Selasa 11 Jul 2017 04:36 WIB

Pangsa Pasar Syariah yang Mana Lagi?

Murniati Mukhlisin
Foto: istimewa
Murniati Mukhlisin

REPUBLIKA.CO.ID, Oleh: Dr Murniati Mukhlisin MAcc *)

Setiap bicara soal perkembangan keuangan syariah terutama perbankan syariah, yang menjadi fokus utama adalah pangsa pasar. Pangsa pasar perbankan syariah yang besar berarti penerimaan masyarakat makin tinggi. Saat ini, pangsa pasar perbankan syariah berada pada kisaran 5,13 persen. Angka yang cukup meresahkan baik bagi regulator perbankan syariah maupun bagi yang aktif di industry perbankan syariah. Betapa tidak, negara tetangga paling dekat yaitu Malaysia yang hanya punya angka penduduk 10 persen dari jumlah penduduk Indonesia telah melejit mencapai pangsa pasar perbankan syariah di angka 28 persen pada akhir tahun 2016 yang lalu.

Maka dari itu, Kementerian BUMN bertekad mengembangkan perbankan syariah agar pangsa pasarnya bisa mencapai angka 10 persen pada 2017 ini. Caranya adalah bank induk syariah BUMN akan mencari mitra dari pihak luar untuk menambah ekuitas bank syariah, seperti yang dikatakan oleh Deputi Bidang Usaha Jasa Keuangan, Jasa Konstruksi dan Jasa Lain, Gatot Trihargo di swamedium.com belum lama ini.

Selain industri keuangan syariah, Otoritas Jasa Keuangan mentargetkan pangsa pasar industri keuangan non-bank (IKNB) syariah bisa mencapai kisaran lima persen pada 2017 ini. Direktur IKNB Syarih Otoritas Jasa Keuangan (OJK) Moch Muchlasin di bisnis.com beberapa waktu yang lalu menyatakan optimis akan kenaikan pangsa pasar industri keuangan non-bank syariah yang saat ini umumnya paling besar disumbangkan oleh industri asuransi syariah.

Pangsa pasar yang terlupakan

Luqyan Tamanni, dosen STEI Tazkia membentangkan riset inklusi keuangan baru-baru ini. Luqyan mengatakan, bahwa sekitar 40 persen masyarakat Indonesia belum mempunyai akses langsung ke sektor keuangan termasuk perbankan. Padahal, King & Levine (1993) menyebutkan peran penting perkembangan sektor keuangan dengan pertumbuhan ekonomi maka dari itu perlu jangkauan yang intensif kepada 40 persen kelompok ini.

| PERINTAH TUGAS 1 |
Menurut artikel tentang pangsa pasar syariah, berapa pangsa pasar perbankan syariah di Malaysia pada akhir tahun 2016?
| PERINTAH TUGAS 2 |
Lanjutkan artikel tentang pangsa pasar syariah setelah kalimat terakhirnya.

| DATA |
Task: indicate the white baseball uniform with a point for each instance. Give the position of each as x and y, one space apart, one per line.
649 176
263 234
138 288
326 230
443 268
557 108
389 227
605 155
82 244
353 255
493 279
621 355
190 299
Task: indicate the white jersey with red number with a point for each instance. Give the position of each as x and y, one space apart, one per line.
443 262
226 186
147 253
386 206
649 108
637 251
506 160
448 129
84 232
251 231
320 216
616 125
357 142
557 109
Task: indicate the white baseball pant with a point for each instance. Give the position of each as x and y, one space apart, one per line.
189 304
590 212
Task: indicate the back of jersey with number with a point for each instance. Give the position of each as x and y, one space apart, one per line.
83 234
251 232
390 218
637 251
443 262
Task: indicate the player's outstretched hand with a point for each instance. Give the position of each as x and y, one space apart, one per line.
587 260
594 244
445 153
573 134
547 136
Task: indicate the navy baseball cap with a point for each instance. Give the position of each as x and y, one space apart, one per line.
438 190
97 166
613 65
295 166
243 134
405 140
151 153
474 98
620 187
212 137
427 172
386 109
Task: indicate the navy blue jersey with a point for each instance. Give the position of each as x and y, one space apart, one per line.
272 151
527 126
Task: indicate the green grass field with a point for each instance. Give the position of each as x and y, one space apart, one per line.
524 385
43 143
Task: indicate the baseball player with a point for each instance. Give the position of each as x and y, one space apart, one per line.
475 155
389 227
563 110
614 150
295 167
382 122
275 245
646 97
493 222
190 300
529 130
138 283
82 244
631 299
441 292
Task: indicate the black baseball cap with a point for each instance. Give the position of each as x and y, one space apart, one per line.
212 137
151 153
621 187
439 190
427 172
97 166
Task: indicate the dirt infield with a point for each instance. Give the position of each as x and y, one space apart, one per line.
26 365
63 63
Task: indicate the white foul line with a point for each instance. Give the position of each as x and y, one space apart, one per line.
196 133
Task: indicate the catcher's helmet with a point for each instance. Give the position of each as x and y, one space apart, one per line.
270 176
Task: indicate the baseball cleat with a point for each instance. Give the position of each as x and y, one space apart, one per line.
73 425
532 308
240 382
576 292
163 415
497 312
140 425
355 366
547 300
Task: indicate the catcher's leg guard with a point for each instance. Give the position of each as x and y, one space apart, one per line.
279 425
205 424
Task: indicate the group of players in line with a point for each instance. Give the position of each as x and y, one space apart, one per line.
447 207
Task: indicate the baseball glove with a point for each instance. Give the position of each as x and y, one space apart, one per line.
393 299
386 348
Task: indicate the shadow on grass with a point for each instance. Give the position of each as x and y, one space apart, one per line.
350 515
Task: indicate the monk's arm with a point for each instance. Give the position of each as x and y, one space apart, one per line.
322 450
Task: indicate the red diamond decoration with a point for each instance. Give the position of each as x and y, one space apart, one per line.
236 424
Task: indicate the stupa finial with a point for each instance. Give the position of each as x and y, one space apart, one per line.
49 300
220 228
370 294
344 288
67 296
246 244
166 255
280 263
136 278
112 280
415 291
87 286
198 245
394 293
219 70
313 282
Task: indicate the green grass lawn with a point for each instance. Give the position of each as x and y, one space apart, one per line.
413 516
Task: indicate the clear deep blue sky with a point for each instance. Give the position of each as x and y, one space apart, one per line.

| HASIL LATIHAN 1 |
28 persen.

| HASIL LATIHAN 2 |
Para penggerak industri perbankan syariah dan non bank syariah harusnya melirik tajam pangsa pasar yang belum terjamah ini bukan terus-terusan merebut pangsa pasar yang berjumlah hanya berjumlah 60 persen dari lingkaran perbankan konvensional.

Gerakan 212, contohnya, memiliki semangat untuk “Rush Money” dari pemilik dana bank konvensional yang ribawi ke rekening syariah. Pada saat gerakan itu terjadi Desember 2016 yang lalu, prediksi industri keuangan syariah “Rush Money” betul-betul akan terjadi secara besar–besaran.

Tetapi ketika dikonfirmasi oleh penulis, ternyata gerakan tersebut tidak berpengaruh besar. Bank Jabar Banten Syariah yang berlokasi di Jawa Barat, contohnya, mengatakan, bahwa tidak ada dampak apapun di kwartal pertama tahun 2017 tentang isyu “Rush Money”. Hanya Bank Syariah Mandiri yang merupakan bank syariah terbesar di Indonesia yang mengatakan bahwa ada sedikit dampak setelah gerakan 212, namun tetap tidak signifikan.

Ternyata tantangan terbesar adalah pada literasi keuangan syariah yang masih 10 persen, sementara literasi keuangan secara umum masih 30 persen. Sehingga, jangkaun nasabah baru harus diimbangi edukasi besar-besaran dan terukur terhadap masyarakat yang masih “belum melek” produk atau risiko keuangan.

Siapakah pangsa pasar 40 persen ini?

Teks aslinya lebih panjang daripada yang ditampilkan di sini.